━━ Supplied passage ━━

The School of Journalism and Communication is a department within the Faculty of Public Affairs at Carleton University in Ottawa, Ontario, Canada. It is the oldest four-year journalism program in Canada. The journalism program is recognized as one of North America's most well-respected centres for the study of journalism.

Degrees and Programs 
The School of Journalism and Communication is part of the Faculty of Public Affairs and has a distinct institutional status within the university, on account of its well-established history, higher admission requirements and distinct degree programs.

Undergraduate programs 
The School of Journalism offers a four-year Bachelor of Journalism Honours program. Graduates of the undergraduate program receive an honours Bachelor of Journalism (BJ) degree. 

In 2018, a Bachelor of Media Production and Design degree was added to the program offerings.

Graduate Program 
At the graduate level, the School of Journalism offers a two-year Master's program. Its graduates receive a Master of Journalism (MJ) degree. Applicants with professional journalism experience or degrees in journalism may be admitted directly into Year Two of the program, allowing them to complete the graduate program in one year.

Non-Degree Programs & Initiatives

Apprenticeships Program 
The School of Journalism and Communication offers its students workplace experience through the Apprenticeship Program. Apprenticeships are unpaid work  intended to provide hands-on experience to students outside of the classroom setting.

BJ students with third- and fourth-year standing have an apprenticeship/internship requirement and may use the Apprenticeship Program to meet this requirement. 

MJ students must to complete four months of practical experience to their fulfill degree requirements and may use the Apprenticeships Program to meet program requirements.

Rwanda Initiative 
From 2006 to 2011, the School of Journalism and Communication ran a teaching partnership and student internship exchange program called the Rwanda Initiative. The program sought to address the shortage of journalism educators in Rwanda and improve journalism standards through a teaching exchange between the Carleton University School of Journalism and Communication and the National University of Rwanda in Butare. The project involved curriculum development for the university programs and media-training workshops for working journalists in Rwanda presented by faculty from both universities.

The Initiative also included internship program for senior journalism students from Carleton. The journalism students would travel to Rwanda for two months, where they would intern at local media outlets. The Rwanda Initiative also facilitated travel for Rwandan journalists to study at Carleton or take up internships with Canadian news organizations.

━━━

Exercises to complete:
1 - Find each line in the rows below that contains the string "gown" and copy those lines. Case matters.
2 - Pick up the passage on Carleton's School of Journalism and Communication after its final sentence and continue it.

━━ Input records ━━

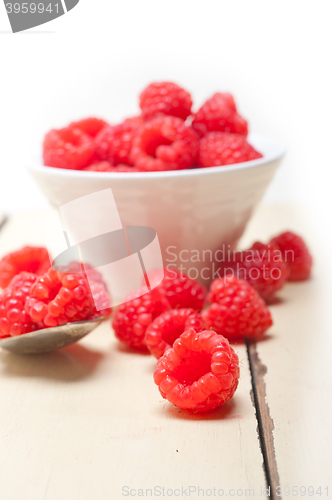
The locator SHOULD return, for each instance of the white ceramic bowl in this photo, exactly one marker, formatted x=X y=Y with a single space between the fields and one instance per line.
x=192 y=211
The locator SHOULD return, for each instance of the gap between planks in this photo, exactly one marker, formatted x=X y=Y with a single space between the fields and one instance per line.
x=265 y=424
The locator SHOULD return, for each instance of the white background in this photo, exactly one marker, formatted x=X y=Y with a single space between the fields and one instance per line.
x=275 y=57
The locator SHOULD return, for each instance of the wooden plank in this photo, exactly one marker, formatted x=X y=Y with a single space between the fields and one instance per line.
x=298 y=360
x=84 y=422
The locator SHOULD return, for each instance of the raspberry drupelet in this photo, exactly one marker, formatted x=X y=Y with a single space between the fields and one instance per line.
x=132 y=318
x=164 y=143
x=182 y=291
x=114 y=143
x=166 y=328
x=31 y=259
x=218 y=148
x=69 y=148
x=219 y=114
x=296 y=255
x=262 y=267
x=165 y=98
x=200 y=372
x=237 y=311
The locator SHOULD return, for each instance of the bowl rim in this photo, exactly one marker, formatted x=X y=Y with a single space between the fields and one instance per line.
x=279 y=146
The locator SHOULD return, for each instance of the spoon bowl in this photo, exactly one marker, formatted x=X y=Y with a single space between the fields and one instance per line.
x=49 y=339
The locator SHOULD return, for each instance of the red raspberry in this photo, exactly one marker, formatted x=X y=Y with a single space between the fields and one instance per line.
x=165 y=143
x=181 y=291
x=132 y=318
x=13 y=318
x=114 y=143
x=296 y=255
x=165 y=98
x=237 y=310
x=219 y=114
x=262 y=267
x=105 y=166
x=68 y=148
x=59 y=298
x=217 y=148
x=166 y=328
x=199 y=373
x=90 y=126
x=30 y=259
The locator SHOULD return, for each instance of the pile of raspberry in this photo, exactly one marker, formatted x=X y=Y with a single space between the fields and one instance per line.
x=42 y=299
x=189 y=329
x=167 y=135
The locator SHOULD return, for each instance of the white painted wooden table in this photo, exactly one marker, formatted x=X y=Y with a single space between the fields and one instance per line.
x=87 y=422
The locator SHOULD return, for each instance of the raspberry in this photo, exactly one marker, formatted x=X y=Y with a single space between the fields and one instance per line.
x=181 y=291
x=30 y=259
x=296 y=255
x=262 y=267
x=114 y=143
x=237 y=309
x=105 y=166
x=90 y=126
x=59 y=298
x=217 y=148
x=165 y=143
x=68 y=148
x=200 y=372
x=132 y=318
x=219 y=114
x=166 y=328
x=165 y=98
x=13 y=318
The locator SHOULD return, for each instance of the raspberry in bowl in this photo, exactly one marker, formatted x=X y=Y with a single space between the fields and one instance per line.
x=193 y=176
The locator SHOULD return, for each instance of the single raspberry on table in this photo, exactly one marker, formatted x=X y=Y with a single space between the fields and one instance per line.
x=165 y=98
x=219 y=114
x=181 y=291
x=166 y=328
x=68 y=148
x=30 y=259
x=132 y=318
x=200 y=372
x=218 y=148
x=262 y=267
x=296 y=255
x=164 y=143
x=114 y=143
x=237 y=311
x=90 y=126
x=13 y=318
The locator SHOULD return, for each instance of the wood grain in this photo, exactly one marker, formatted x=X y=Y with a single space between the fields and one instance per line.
x=297 y=355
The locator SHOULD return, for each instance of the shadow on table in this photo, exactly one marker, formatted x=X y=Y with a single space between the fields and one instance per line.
x=224 y=412
x=69 y=364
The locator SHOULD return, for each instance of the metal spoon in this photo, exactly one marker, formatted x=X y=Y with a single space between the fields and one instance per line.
x=49 y=339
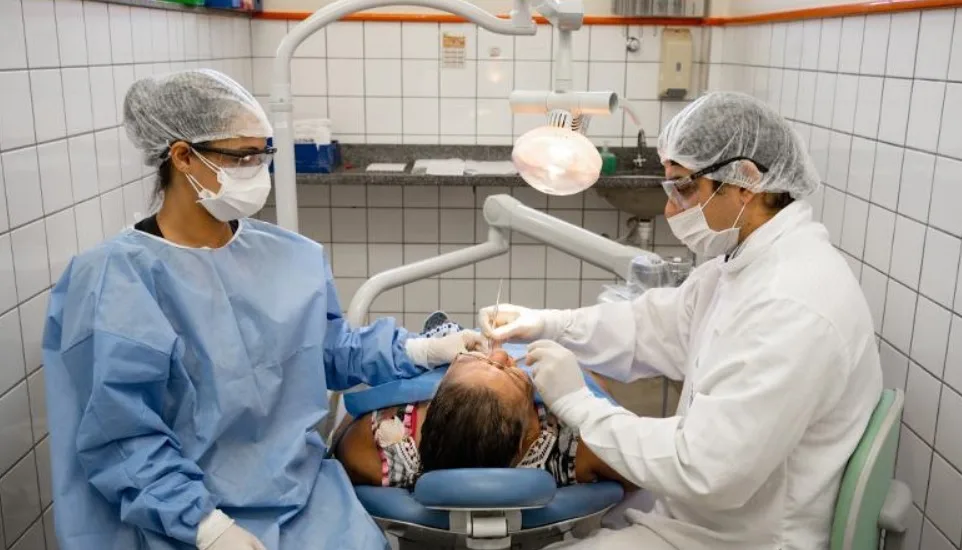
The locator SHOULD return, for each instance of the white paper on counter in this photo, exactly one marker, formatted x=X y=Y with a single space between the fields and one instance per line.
x=490 y=168
x=387 y=167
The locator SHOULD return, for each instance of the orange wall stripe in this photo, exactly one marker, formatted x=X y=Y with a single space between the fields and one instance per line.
x=825 y=12
x=448 y=18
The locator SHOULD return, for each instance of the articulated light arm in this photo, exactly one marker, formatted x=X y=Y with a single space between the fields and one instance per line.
x=519 y=23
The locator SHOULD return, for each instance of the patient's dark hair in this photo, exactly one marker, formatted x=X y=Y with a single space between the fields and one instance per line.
x=470 y=426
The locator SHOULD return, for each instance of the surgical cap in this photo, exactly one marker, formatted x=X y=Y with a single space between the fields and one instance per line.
x=193 y=106
x=722 y=126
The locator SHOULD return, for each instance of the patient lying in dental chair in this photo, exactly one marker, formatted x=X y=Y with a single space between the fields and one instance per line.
x=483 y=415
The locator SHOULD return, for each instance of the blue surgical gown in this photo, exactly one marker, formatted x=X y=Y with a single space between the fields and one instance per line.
x=180 y=380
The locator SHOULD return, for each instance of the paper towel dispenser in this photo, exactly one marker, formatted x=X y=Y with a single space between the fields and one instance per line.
x=674 y=78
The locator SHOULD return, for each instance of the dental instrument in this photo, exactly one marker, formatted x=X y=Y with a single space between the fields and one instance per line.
x=556 y=158
x=497 y=303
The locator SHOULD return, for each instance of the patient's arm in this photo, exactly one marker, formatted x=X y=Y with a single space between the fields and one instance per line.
x=357 y=451
x=589 y=469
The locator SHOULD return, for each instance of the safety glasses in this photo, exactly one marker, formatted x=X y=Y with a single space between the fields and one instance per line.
x=240 y=163
x=683 y=191
x=480 y=356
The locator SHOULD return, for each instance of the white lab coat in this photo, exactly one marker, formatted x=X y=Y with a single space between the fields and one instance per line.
x=781 y=371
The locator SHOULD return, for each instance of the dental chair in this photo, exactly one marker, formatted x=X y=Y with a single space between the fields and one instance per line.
x=871 y=505
x=510 y=508
x=517 y=508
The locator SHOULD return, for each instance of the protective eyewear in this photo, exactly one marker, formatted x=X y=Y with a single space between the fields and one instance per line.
x=240 y=163
x=480 y=356
x=683 y=191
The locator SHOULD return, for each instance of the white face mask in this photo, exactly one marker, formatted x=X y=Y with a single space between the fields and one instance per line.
x=238 y=197
x=691 y=228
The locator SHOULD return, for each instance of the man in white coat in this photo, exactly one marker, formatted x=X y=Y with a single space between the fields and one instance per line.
x=772 y=336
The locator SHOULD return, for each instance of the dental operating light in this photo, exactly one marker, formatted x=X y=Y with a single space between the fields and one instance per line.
x=556 y=158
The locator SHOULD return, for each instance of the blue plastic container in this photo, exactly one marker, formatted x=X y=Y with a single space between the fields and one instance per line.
x=231 y=4
x=313 y=159
x=316 y=159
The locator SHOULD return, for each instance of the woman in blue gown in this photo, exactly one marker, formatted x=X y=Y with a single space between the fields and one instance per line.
x=189 y=358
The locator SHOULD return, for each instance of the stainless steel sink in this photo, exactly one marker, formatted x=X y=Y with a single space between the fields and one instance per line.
x=645 y=202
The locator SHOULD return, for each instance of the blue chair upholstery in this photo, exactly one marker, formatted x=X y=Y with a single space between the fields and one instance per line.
x=439 y=495
x=474 y=488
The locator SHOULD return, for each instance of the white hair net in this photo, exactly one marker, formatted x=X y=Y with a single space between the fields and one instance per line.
x=193 y=106
x=722 y=126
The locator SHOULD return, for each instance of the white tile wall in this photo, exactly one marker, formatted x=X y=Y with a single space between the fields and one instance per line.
x=370 y=229
x=410 y=99
x=65 y=66
x=885 y=136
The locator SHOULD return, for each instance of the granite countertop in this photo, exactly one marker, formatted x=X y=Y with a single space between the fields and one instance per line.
x=356 y=158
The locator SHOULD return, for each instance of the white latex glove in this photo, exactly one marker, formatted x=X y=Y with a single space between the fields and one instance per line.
x=555 y=371
x=522 y=324
x=433 y=352
x=219 y=532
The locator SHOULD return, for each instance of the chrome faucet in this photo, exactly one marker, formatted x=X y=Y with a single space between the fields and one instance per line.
x=639 y=159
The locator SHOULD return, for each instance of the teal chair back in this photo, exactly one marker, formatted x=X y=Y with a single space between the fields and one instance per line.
x=871 y=504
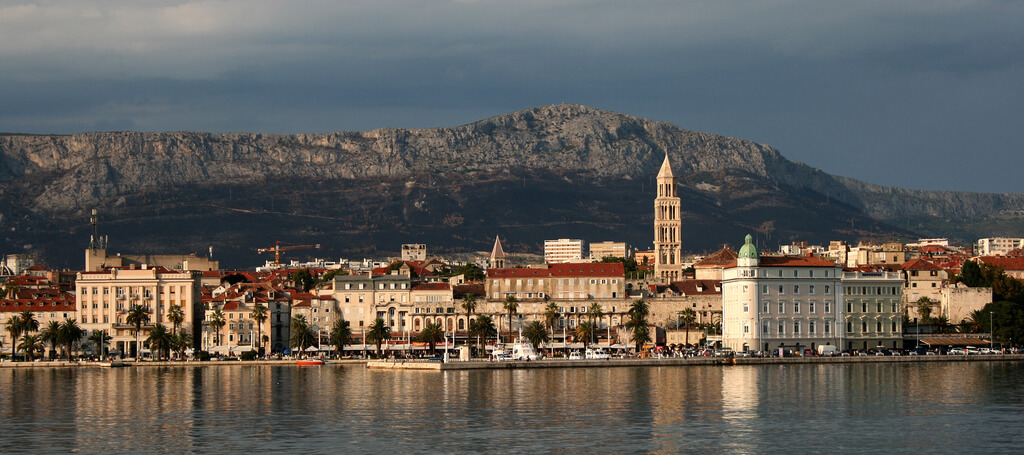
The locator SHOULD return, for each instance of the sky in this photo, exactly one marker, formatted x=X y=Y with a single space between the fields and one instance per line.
x=920 y=94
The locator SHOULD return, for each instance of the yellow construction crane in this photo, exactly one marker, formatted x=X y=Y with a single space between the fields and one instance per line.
x=276 y=249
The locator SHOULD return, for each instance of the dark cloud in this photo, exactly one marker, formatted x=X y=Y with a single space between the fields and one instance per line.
x=918 y=94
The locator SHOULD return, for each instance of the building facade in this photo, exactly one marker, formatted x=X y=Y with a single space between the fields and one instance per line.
x=780 y=302
x=668 y=226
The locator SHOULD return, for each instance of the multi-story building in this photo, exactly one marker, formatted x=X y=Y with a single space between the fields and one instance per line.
x=668 y=228
x=364 y=298
x=776 y=302
x=414 y=251
x=601 y=250
x=104 y=298
x=997 y=246
x=562 y=250
x=873 y=317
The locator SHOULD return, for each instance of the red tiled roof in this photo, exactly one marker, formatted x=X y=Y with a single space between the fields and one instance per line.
x=920 y=264
x=1008 y=263
x=562 y=270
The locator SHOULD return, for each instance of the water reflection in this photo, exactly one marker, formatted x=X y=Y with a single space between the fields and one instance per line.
x=744 y=409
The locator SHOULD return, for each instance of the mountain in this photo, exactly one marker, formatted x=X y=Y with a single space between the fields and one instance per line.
x=545 y=172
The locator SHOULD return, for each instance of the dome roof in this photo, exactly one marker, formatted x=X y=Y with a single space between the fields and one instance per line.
x=749 y=251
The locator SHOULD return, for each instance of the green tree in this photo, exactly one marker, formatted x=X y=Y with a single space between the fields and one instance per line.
x=51 y=335
x=378 y=333
x=585 y=331
x=70 y=334
x=181 y=341
x=511 y=305
x=13 y=327
x=302 y=336
x=31 y=344
x=176 y=316
x=259 y=315
x=537 y=334
x=159 y=340
x=482 y=328
x=341 y=335
x=431 y=334
x=216 y=321
x=137 y=316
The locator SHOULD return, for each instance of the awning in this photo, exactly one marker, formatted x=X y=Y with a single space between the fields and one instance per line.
x=952 y=341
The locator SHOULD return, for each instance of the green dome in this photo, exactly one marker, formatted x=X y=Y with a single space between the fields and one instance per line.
x=749 y=251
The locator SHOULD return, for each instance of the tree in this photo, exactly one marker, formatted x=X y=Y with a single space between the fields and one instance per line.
x=179 y=342
x=537 y=334
x=159 y=340
x=99 y=339
x=585 y=331
x=378 y=333
x=216 y=323
x=51 y=335
x=637 y=323
x=137 y=316
x=31 y=344
x=511 y=306
x=341 y=335
x=302 y=336
x=431 y=334
x=176 y=316
x=482 y=328
x=13 y=327
x=687 y=317
x=259 y=315
x=70 y=334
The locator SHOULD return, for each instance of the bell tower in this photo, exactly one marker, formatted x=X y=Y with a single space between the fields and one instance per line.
x=668 y=226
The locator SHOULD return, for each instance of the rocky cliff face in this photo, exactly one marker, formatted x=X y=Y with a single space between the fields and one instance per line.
x=398 y=181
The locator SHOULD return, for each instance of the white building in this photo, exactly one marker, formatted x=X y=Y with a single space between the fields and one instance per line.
x=606 y=249
x=562 y=250
x=780 y=302
x=996 y=246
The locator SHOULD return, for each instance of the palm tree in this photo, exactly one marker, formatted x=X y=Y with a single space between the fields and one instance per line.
x=217 y=323
x=137 y=316
x=378 y=333
x=511 y=305
x=302 y=337
x=637 y=323
x=51 y=335
x=482 y=328
x=31 y=344
x=431 y=334
x=585 y=331
x=99 y=338
x=13 y=327
x=687 y=317
x=537 y=334
x=596 y=312
x=159 y=339
x=341 y=335
x=259 y=315
x=180 y=342
x=70 y=335
x=175 y=316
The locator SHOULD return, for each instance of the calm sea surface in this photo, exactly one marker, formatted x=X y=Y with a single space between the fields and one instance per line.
x=957 y=408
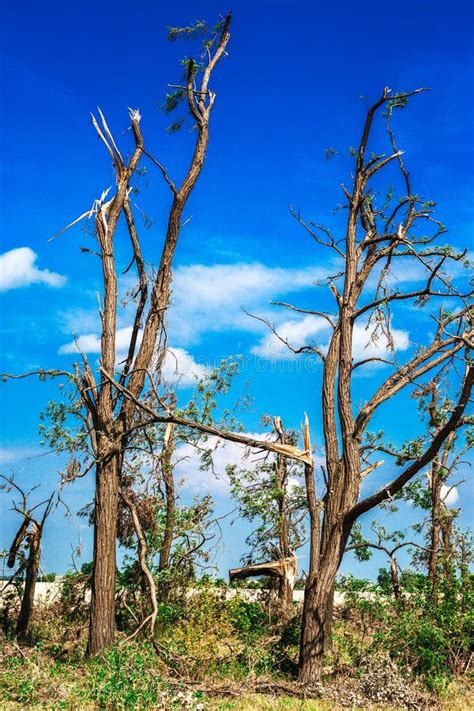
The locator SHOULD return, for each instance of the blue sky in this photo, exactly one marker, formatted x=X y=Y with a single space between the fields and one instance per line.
x=293 y=84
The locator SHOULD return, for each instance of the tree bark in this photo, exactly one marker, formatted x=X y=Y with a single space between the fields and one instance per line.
x=436 y=483
x=317 y=619
x=170 y=494
x=23 y=627
x=102 y=610
x=397 y=590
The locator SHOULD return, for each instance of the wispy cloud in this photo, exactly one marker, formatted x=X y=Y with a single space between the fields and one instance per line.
x=179 y=367
x=314 y=329
x=211 y=298
x=17 y=269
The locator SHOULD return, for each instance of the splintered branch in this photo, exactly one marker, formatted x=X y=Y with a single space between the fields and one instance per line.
x=301 y=349
x=454 y=421
x=285 y=449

━━━

Results for the exercise:
1 -
The locator SHOULD return, for each instance of the blue surgical gown in this photo, exactly one marker, formatted x=X y=Y with a single space between the fields and one instance per line.
The locator SHOULD return, for each instance of the woman in blue gown in this photo, exactly one marker, formatted x=X y=Y with a single space between the fields and one instance per line.

2 -
The program was suspended in 2011 due to a lack of funding when a partnership agreement with the U.S. Government lapsed. The annual cost of the program was stated at $240,000 CAD.

The Future of Journalism Initiative 
In 2020, the School of Journalism and Communication launched a research initiative called The Future of Journalism Initiative. The endeavor has designated funding, an emerging reporter bursary and a visiting research fellowship and works in service of "projects that serve a public interest and/or bolster the study of journalism in society."

History 
Founded in 1945, The School of Journalism and Communication celebrated its 75th anniversary in 2020. The first class was held on October 9, 1945 in downtown Ottawa. 

Early classes at the school were taught by Henry Marshall Tory, who was also the president of the Carleton at the time. Tory is credited with personally spearheading the creation of the School of Journalism as a response to demands from returning World War II servicemen. The program began as an extension course and later became a four-year program. 

The school granted the first degrees in journalism on October 23, 1946, all of which were conferred to women. They were also three of the first six degrees granted in the history of the University.

Alumni
The School of Journalism graduated approximately 5,000 alumni.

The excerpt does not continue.